▶ _THE PROBLEM_
Rewrite the entries from the line with "Above you see an image. Please scan it for curved" up to and including the line with "[0,419,308,656]" as a two-column CSV with the headers text and answer. Give one row per entry, with each value in a single quoted field and any line breaks replaced by spaces.

(Region labeling records)
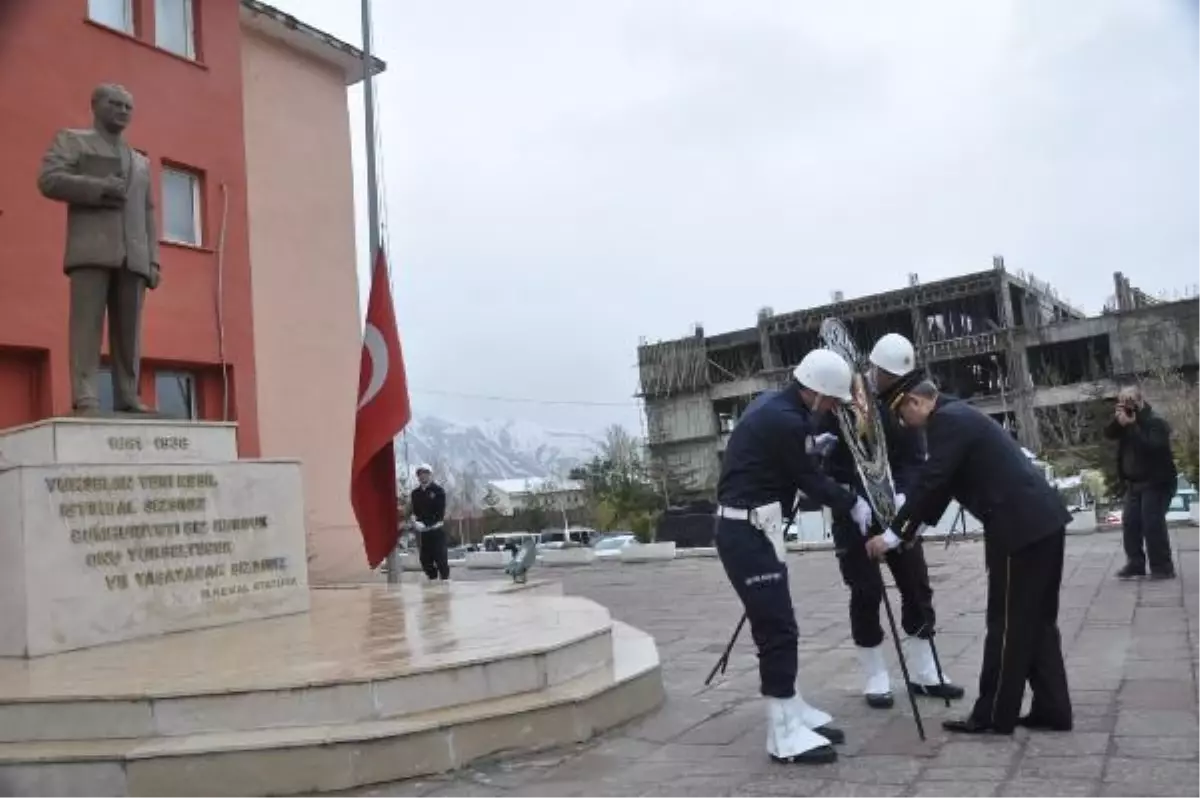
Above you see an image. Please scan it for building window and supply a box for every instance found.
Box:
[154,0,196,59]
[154,371,196,420]
[162,167,202,246]
[88,0,133,36]
[96,366,116,413]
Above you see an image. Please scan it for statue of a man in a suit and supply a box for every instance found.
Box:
[37,84,158,414]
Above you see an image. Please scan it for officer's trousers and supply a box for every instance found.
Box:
[971,529,1072,734]
[420,527,450,580]
[716,518,799,698]
[833,518,937,648]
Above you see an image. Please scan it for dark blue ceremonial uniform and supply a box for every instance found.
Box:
[892,396,1072,734]
[716,382,857,698]
[824,402,936,648]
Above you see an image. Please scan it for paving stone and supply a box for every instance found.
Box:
[1116,709,1200,737]
[817,784,905,798]
[912,781,1001,798]
[920,767,1008,782]
[1104,757,1200,798]
[1117,677,1195,709]
[1114,737,1200,760]
[934,738,1021,768]
[1016,753,1099,781]
[734,766,830,798]
[997,779,1100,798]
[1025,732,1109,756]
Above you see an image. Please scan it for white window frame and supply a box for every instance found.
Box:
[154,368,200,421]
[88,0,132,36]
[154,0,196,61]
[160,171,204,247]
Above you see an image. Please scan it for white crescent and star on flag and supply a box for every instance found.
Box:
[359,322,390,410]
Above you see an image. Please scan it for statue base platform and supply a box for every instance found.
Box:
[0,418,308,656]
[0,581,664,798]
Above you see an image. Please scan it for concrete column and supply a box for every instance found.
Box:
[996,269,1042,452]
[758,317,780,371]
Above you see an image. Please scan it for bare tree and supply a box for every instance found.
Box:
[1033,370,1112,474]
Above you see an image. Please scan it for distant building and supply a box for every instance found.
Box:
[637,257,1200,498]
[487,476,583,515]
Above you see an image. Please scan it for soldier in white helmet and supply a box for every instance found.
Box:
[716,349,871,763]
[412,463,450,581]
[827,332,964,709]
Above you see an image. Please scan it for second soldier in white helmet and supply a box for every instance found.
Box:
[716,349,871,763]
[826,332,964,709]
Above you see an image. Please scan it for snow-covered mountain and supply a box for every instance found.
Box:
[396,415,601,481]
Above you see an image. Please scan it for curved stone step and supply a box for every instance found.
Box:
[0,622,664,798]
[0,584,612,742]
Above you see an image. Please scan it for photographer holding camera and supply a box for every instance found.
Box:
[1104,385,1176,580]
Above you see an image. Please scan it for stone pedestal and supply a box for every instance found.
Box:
[0,419,308,656]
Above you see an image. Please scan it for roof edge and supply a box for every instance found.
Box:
[240,0,388,86]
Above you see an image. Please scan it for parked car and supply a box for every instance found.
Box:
[538,529,594,548]
[592,535,637,559]
[482,532,538,551]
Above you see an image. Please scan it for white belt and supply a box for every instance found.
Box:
[716,506,750,521]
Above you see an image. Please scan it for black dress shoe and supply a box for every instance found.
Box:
[942,716,1013,734]
[908,682,966,701]
[770,745,838,764]
[1016,712,1073,732]
[866,692,895,709]
[812,726,846,745]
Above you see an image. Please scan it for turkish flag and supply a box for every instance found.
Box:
[350,248,413,568]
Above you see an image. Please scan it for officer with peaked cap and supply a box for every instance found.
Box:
[866,376,1072,734]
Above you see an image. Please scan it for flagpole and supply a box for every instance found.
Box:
[362,0,401,583]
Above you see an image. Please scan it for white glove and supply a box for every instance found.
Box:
[809,432,838,457]
[850,496,875,536]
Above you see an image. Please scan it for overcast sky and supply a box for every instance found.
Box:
[276,0,1200,430]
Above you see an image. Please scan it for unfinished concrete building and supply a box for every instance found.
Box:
[637,257,1200,497]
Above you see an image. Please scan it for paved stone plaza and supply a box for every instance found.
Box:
[331,528,1200,798]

▶ _RESPONSE TO THE EXERCISE_
text,answer
"Above you see an image. Please scan it for curved stone step and supply a box for every instance found. Box:","[0,622,664,798] [0,584,612,742]"
"Above you see an image. Please scan it for photographer holding camera and supply a box for every instance found. Box:","[1104,385,1176,580]"
"Above you see an image. Please scan it for stone pedestal and supply a box for every instance found. Box:","[0,419,308,656]"